Segment Start: Stored data
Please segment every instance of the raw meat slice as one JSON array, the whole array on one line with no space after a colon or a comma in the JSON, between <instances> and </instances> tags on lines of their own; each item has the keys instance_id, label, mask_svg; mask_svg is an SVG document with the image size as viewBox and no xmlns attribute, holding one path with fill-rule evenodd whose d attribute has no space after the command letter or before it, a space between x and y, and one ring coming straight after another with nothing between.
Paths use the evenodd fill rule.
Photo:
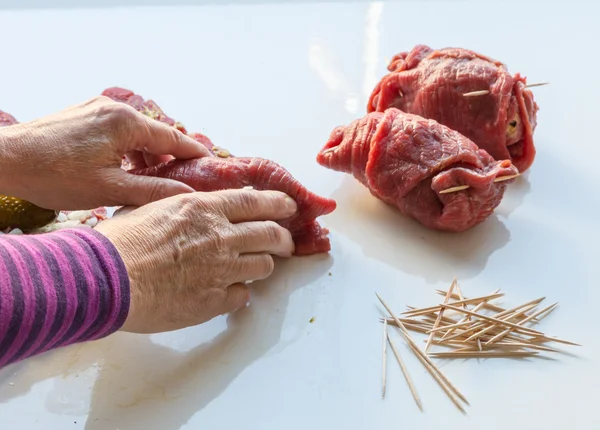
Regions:
<instances>
[{"instance_id":1,"label":"raw meat slice","mask_svg":"<svg viewBox=\"0 0 600 430\"><path fill-rule=\"evenodd\" d=\"M496 160L510 159L522 173L535 159L538 105L526 79L476 52L418 45L394 56L390 73L373 90L367 112L390 107L433 119L458 131ZM464 97L488 90L489 94Z\"/></svg>"},{"instance_id":2,"label":"raw meat slice","mask_svg":"<svg viewBox=\"0 0 600 430\"><path fill-rule=\"evenodd\" d=\"M0 127L8 127L9 125L18 124L18 121L9 113L0 110Z\"/></svg>"},{"instance_id":3,"label":"raw meat slice","mask_svg":"<svg viewBox=\"0 0 600 430\"><path fill-rule=\"evenodd\" d=\"M144 100L142 96L135 94L133 91L120 87L107 88L102 92L102 95L109 97L116 102L125 103L133 107L138 112L143 113L144 115L155 119L156 121L160 121L164 124L175 127L182 133L188 134L184 125L168 116L154 100ZM213 154L219 157L226 158L225 154L229 154L222 148L215 147L211 140L201 133L193 133L190 136L206 146Z\"/></svg>"},{"instance_id":4,"label":"raw meat slice","mask_svg":"<svg viewBox=\"0 0 600 430\"><path fill-rule=\"evenodd\" d=\"M483 222L517 174L460 133L390 108L336 127L317 162L352 174L375 197L426 227L460 232ZM459 185L469 189L440 194Z\"/></svg>"},{"instance_id":5,"label":"raw meat slice","mask_svg":"<svg viewBox=\"0 0 600 430\"><path fill-rule=\"evenodd\" d=\"M146 176L174 179L196 191L240 189L251 186L257 190L281 191L293 198L298 211L279 224L290 230L295 255L329 252L329 231L316 218L333 212L334 200L310 192L279 164L262 158L205 157L195 160L172 160L159 166L130 171Z\"/></svg>"},{"instance_id":6,"label":"raw meat slice","mask_svg":"<svg viewBox=\"0 0 600 430\"><path fill-rule=\"evenodd\" d=\"M183 124L166 115L160 106L154 102L154 100L144 100L142 96L135 94L133 91L120 87L107 88L102 92L102 95L109 97L114 101L128 104L138 112L141 112L152 119L175 127L182 133L187 134L187 130Z\"/></svg>"}]
</instances>

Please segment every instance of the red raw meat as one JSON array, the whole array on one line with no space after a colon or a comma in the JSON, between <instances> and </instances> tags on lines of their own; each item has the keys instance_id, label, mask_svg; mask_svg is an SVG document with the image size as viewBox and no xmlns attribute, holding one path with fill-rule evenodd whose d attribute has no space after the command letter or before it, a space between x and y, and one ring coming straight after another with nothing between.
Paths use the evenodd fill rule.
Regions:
Segment End: Stored data
▶ **Your goal**: Every record should be duplicated exactly, though any picture in it must be left out.

▶ **Exercise solution**:
Please segment every instance of the raw meat slice as one JSON array, the whole array on one line with no space after a colon or a comma in the JSON, between <instances> and </instances> tags on lines of their own; each item has the keys instance_id, label, mask_svg; mask_svg is an SVG document with the image size as viewBox and no xmlns attribute, holding one path with fill-rule evenodd whose d attribute has no space after the command letter or before it, a space between x and y, and one ring coming straight after another with nothing between.
Paths use the evenodd fill rule.
Photo:
Regions:
<instances>
[{"instance_id":1,"label":"raw meat slice","mask_svg":"<svg viewBox=\"0 0 600 430\"><path fill-rule=\"evenodd\" d=\"M496 160L510 159L522 173L535 159L538 105L526 79L476 52L418 45L394 56L390 73L373 90L367 112L390 107L433 119L458 131ZM464 97L488 90L489 94Z\"/></svg>"},{"instance_id":2,"label":"raw meat slice","mask_svg":"<svg viewBox=\"0 0 600 430\"><path fill-rule=\"evenodd\" d=\"M0 127L8 127L9 125L18 124L18 121L9 113L0 110Z\"/></svg>"},{"instance_id":3,"label":"raw meat slice","mask_svg":"<svg viewBox=\"0 0 600 430\"><path fill-rule=\"evenodd\" d=\"M144 100L142 96L135 94L133 91L120 87L107 88L102 92L102 95L109 97L116 102L125 103L133 107L138 112L143 113L144 115L155 119L156 121L160 121L164 124L175 127L182 133L188 134L184 125L168 116L154 100ZM213 154L219 157L226 158L225 154L229 154L222 148L215 147L211 140L201 133L193 133L190 136L206 146Z\"/></svg>"},{"instance_id":4,"label":"raw meat slice","mask_svg":"<svg viewBox=\"0 0 600 430\"><path fill-rule=\"evenodd\" d=\"M483 222L517 174L460 133L390 108L336 127L317 162L352 174L375 197L426 227L460 232ZM459 185L469 189L440 194Z\"/></svg>"},{"instance_id":5,"label":"raw meat slice","mask_svg":"<svg viewBox=\"0 0 600 430\"><path fill-rule=\"evenodd\" d=\"M146 176L174 179L196 191L240 189L251 186L257 190L281 191L293 198L298 211L279 224L290 230L295 255L329 252L329 231L316 218L333 212L334 200L310 192L279 164L262 158L205 157L195 160L172 160L159 166L130 171Z\"/></svg>"},{"instance_id":6,"label":"raw meat slice","mask_svg":"<svg viewBox=\"0 0 600 430\"><path fill-rule=\"evenodd\" d=\"M183 124L166 115L160 106L154 102L154 100L144 100L142 96L135 94L133 91L120 87L107 88L102 92L102 95L109 97L114 101L128 104L138 112L141 112L152 119L175 127L182 133L187 134L187 130Z\"/></svg>"}]
</instances>

Please segment every instance of the red raw meat as one JSON array, the whole array on one line with no space after a colon or a comma in the JSON, between <instances> and </instances> tags on lines of their own; each item has the keys instance_id, label, mask_svg; mask_svg is an SVG document with the image size as viewBox and no xmlns attribute, holding one path with fill-rule evenodd whose d attribute has no space after the command letter or before it, a space between x and y, and one ring coming straight after another with nothing between.
Paths use the evenodd fill rule.
Regions:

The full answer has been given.